→ Exercise directions: Text in the records must be reproduced exactly, and pictures must be skipped.

→ Saved entries:
____________________

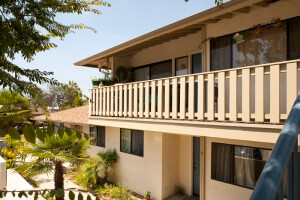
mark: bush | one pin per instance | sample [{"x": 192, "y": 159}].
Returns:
[{"x": 115, "y": 191}]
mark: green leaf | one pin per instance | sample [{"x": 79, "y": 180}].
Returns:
[
  {"x": 13, "y": 133},
  {"x": 41, "y": 135},
  {"x": 68, "y": 131},
  {"x": 29, "y": 134},
  {"x": 71, "y": 195},
  {"x": 60, "y": 132},
  {"x": 79, "y": 135},
  {"x": 49, "y": 131},
  {"x": 80, "y": 197},
  {"x": 2, "y": 133}
]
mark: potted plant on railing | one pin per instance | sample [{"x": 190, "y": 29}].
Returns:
[
  {"x": 147, "y": 195},
  {"x": 96, "y": 81}
]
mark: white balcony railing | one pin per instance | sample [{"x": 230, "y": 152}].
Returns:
[{"x": 260, "y": 93}]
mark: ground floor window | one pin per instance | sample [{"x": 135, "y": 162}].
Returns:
[
  {"x": 238, "y": 165},
  {"x": 98, "y": 134},
  {"x": 132, "y": 142}
]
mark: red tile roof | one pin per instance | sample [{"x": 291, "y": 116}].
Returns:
[{"x": 78, "y": 115}]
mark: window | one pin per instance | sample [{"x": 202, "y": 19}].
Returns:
[
  {"x": 161, "y": 69},
  {"x": 181, "y": 66},
  {"x": 98, "y": 134},
  {"x": 268, "y": 44},
  {"x": 197, "y": 63},
  {"x": 132, "y": 142},
  {"x": 238, "y": 165}
]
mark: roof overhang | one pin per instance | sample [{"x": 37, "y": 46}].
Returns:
[{"x": 175, "y": 30}]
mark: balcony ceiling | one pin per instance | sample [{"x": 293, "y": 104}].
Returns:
[{"x": 175, "y": 30}]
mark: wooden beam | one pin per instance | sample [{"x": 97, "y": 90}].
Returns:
[
  {"x": 209, "y": 21},
  {"x": 242, "y": 10},
  {"x": 263, "y": 4},
  {"x": 224, "y": 16}
]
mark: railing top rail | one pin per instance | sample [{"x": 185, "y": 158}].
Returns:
[
  {"x": 269, "y": 182},
  {"x": 204, "y": 73}
]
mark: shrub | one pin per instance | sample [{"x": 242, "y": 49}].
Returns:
[{"x": 115, "y": 191}]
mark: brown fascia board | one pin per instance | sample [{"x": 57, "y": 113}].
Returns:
[{"x": 197, "y": 18}]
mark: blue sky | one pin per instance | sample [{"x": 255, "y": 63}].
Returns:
[{"x": 124, "y": 20}]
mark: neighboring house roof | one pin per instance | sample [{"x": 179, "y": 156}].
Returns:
[
  {"x": 78, "y": 115},
  {"x": 177, "y": 29}
]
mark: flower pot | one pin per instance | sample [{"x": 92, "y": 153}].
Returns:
[{"x": 95, "y": 83}]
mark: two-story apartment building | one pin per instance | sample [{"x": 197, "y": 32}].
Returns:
[{"x": 208, "y": 99}]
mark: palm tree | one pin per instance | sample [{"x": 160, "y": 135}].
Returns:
[
  {"x": 52, "y": 154},
  {"x": 96, "y": 170}
]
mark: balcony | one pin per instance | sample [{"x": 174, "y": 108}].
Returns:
[{"x": 258, "y": 94}]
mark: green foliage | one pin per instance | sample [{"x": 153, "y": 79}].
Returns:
[
  {"x": 115, "y": 191},
  {"x": 64, "y": 96},
  {"x": 27, "y": 28},
  {"x": 13, "y": 154},
  {"x": 96, "y": 169},
  {"x": 15, "y": 110}
]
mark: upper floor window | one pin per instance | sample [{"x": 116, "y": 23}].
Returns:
[
  {"x": 267, "y": 44},
  {"x": 132, "y": 142},
  {"x": 98, "y": 134}
]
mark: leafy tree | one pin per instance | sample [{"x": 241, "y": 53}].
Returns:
[
  {"x": 26, "y": 27},
  {"x": 15, "y": 110},
  {"x": 64, "y": 96},
  {"x": 50, "y": 155},
  {"x": 95, "y": 171}
]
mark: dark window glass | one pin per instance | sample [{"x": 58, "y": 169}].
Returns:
[
  {"x": 221, "y": 162},
  {"x": 267, "y": 46},
  {"x": 141, "y": 74},
  {"x": 98, "y": 135},
  {"x": 181, "y": 66},
  {"x": 248, "y": 165},
  {"x": 197, "y": 63},
  {"x": 294, "y": 39},
  {"x": 220, "y": 53},
  {"x": 238, "y": 165},
  {"x": 132, "y": 141},
  {"x": 161, "y": 70}
]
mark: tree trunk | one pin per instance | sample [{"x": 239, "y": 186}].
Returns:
[{"x": 59, "y": 178}]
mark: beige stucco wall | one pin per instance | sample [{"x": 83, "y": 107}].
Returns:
[{"x": 215, "y": 190}]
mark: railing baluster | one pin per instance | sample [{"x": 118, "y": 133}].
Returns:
[
  {"x": 167, "y": 99},
  {"x": 232, "y": 96},
  {"x": 274, "y": 94},
  {"x": 221, "y": 96},
  {"x": 200, "y": 97},
  {"x": 153, "y": 99},
  {"x": 147, "y": 99},
  {"x": 210, "y": 97},
  {"x": 104, "y": 101},
  {"x": 246, "y": 95},
  {"x": 141, "y": 100},
  {"x": 182, "y": 93},
  {"x": 191, "y": 103},
  {"x": 291, "y": 86},
  {"x": 259, "y": 94},
  {"x": 174, "y": 98},
  {"x": 116, "y": 100},
  {"x": 125, "y": 100},
  {"x": 159, "y": 96},
  {"x": 130, "y": 101},
  {"x": 112, "y": 101},
  {"x": 90, "y": 102}
]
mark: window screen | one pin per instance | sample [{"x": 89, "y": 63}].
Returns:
[
  {"x": 132, "y": 141},
  {"x": 161, "y": 70},
  {"x": 294, "y": 39},
  {"x": 181, "y": 65}
]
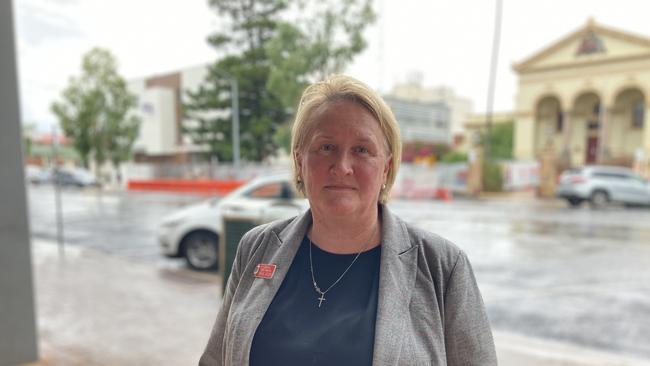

____________________

→ Written reply:
mark: bush | one pin per instance | sample [{"x": 192, "y": 159}].
Returns:
[{"x": 115, "y": 191}]
mark: green leaf | one pin per instance | sample [{"x": 79, "y": 180}].
Returns:
[
  {"x": 13, "y": 133},
  {"x": 41, "y": 135},
  {"x": 68, "y": 131},
  {"x": 29, "y": 134},
  {"x": 71, "y": 195},
  {"x": 60, "y": 132},
  {"x": 79, "y": 135},
  {"x": 49, "y": 131},
  {"x": 80, "y": 197},
  {"x": 2, "y": 133}
]
mark: potted plant on railing | one pin per instance | sample [{"x": 190, "y": 29}].
Returns:
[
  {"x": 147, "y": 195},
  {"x": 96, "y": 81}
]
mark: white balcony railing | one pin per instance | sample [{"x": 230, "y": 152}].
Returns:
[{"x": 260, "y": 93}]
mark: ground floor window | one pin per instance | sample [{"x": 135, "y": 162}].
Returns:
[
  {"x": 238, "y": 165},
  {"x": 98, "y": 134},
  {"x": 132, "y": 142}
]
mark: red tile roof | one pin per instance | sample [{"x": 291, "y": 116}].
Returns:
[{"x": 78, "y": 115}]
mark: window | one pin per instance | sample [{"x": 202, "y": 19}].
Returns:
[
  {"x": 161, "y": 69},
  {"x": 181, "y": 66},
  {"x": 98, "y": 134},
  {"x": 268, "y": 44},
  {"x": 197, "y": 63},
  {"x": 132, "y": 142},
  {"x": 238, "y": 165}
]
mark: roof overhang | one pin per instance | sample [{"x": 37, "y": 46}].
Returns:
[{"x": 175, "y": 30}]
mark: balcony ceiling | one pin per instance | sample [{"x": 293, "y": 104}].
Returns:
[{"x": 175, "y": 30}]
mark: wooden beam | one pin per instance | sample [{"x": 97, "y": 90}].
Returns:
[
  {"x": 209, "y": 21},
  {"x": 242, "y": 10},
  {"x": 263, "y": 4},
  {"x": 224, "y": 16}
]
mark: railing top rail | one pin per instance | sample [{"x": 185, "y": 158}].
Returns:
[
  {"x": 269, "y": 182},
  {"x": 204, "y": 73}
]
mark: shrub | one pin per instance | sample [{"x": 242, "y": 49}].
Returns:
[{"x": 115, "y": 191}]
mark: brown fascia board | one pin per instance | sample [{"x": 57, "y": 113}].
Returns:
[{"x": 197, "y": 18}]
mark: blue sky | one pin per instance | sample [{"x": 255, "y": 63}].
Returns:
[{"x": 124, "y": 20}]
mark: neighboring house roof | one pin per instance | sample [{"x": 179, "y": 156}].
Returns:
[
  {"x": 78, "y": 115},
  {"x": 177, "y": 29}
]
mark: flower pot | one pin per instance | sample [{"x": 92, "y": 153}].
Returns:
[{"x": 95, "y": 83}]
mark: two-story apartment building | one pin per instance | sample [{"x": 197, "y": 32}].
Returns:
[{"x": 208, "y": 99}]
mark: palm tree | one pin per instance | sample [{"x": 160, "y": 135}].
Returns:
[
  {"x": 52, "y": 154},
  {"x": 96, "y": 170}
]
mark: balcony | one pin per instance | sample [{"x": 174, "y": 108}].
Returns:
[{"x": 258, "y": 94}]
mark: green foliage | one pin per instance | sample [{"x": 153, "y": 79}].
Returns:
[
  {"x": 115, "y": 191},
  {"x": 64, "y": 96},
  {"x": 27, "y": 28},
  {"x": 13, "y": 154},
  {"x": 96, "y": 169},
  {"x": 15, "y": 110}
]
mark: upper floor window | one pin per instance | sample [{"x": 116, "y": 23}].
Returns:
[
  {"x": 267, "y": 44},
  {"x": 132, "y": 142},
  {"x": 98, "y": 134}
]
mark: leafy tree | one pin per instance | sample [{"x": 241, "y": 53}].
Returns:
[
  {"x": 26, "y": 27},
  {"x": 15, "y": 110},
  {"x": 64, "y": 96},
  {"x": 50, "y": 155},
  {"x": 95, "y": 171}
]
mark: dark window glass | one pin per instance | sample [{"x": 58, "y": 169}].
Returns:
[
  {"x": 221, "y": 162},
  {"x": 267, "y": 46},
  {"x": 141, "y": 74},
  {"x": 98, "y": 135},
  {"x": 181, "y": 66},
  {"x": 248, "y": 165},
  {"x": 197, "y": 63},
  {"x": 294, "y": 39},
  {"x": 220, "y": 53},
  {"x": 238, "y": 165},
  {"x": 132, "y": 141},
  {"x": 161, "y": 70}
]
mark: tree trunk | one pin per instance | sample [{"x": 239, "y": 186}].
Returns:
[{"x": 59, "y": 178}]
mark: beige stucco wall | one pin per instance | sample [{"x": 83, "y": 107}].
Returns:
[{"x": 215, "y": 190}]
mark: railing baluster | one pin per instance | sample [{"x": 118, "y": 133}].
Returns:
[
  {"x": 167, "y": 99},
  {"x": 232, "y": 96},
  {"x": 274, "y": 94},
  {"x": 221, "y": 96},
  {"x": 200, "y": 97},
  {"x": 153, "y": 99},
  {"x": 147, "y": 99},
  {"x": 210, "y": 97},
  {"x": 104, "y": 101},
  {"x": 246, "y": 95},
  {"x": 141, "y": 100},
  {"x": 182, "y": 93},
  {"x": 191, "y": 103},
  {"x": 291, "y": 86},
  {"x": 259, "y": 94},
  {"x": 174, "y": 98},
  {"x": 116, "y": 100},
  {"x": 125, "y": 100},
  {"x": 159, "y": 96},
  {"x": 130, "y": 101},
  {"x": 112, "y": 101},
  {"x": 90, "y": 102}
]
mark: window screen | one pin per instance | sample [{"x": 89, "y": 63}].
Returns:
[
  {"x": 132, "y": 141},
  {"x": 161, "y": 70},
  {"x": 294, "y": 39},
  {"x": 181, "y": 65}
]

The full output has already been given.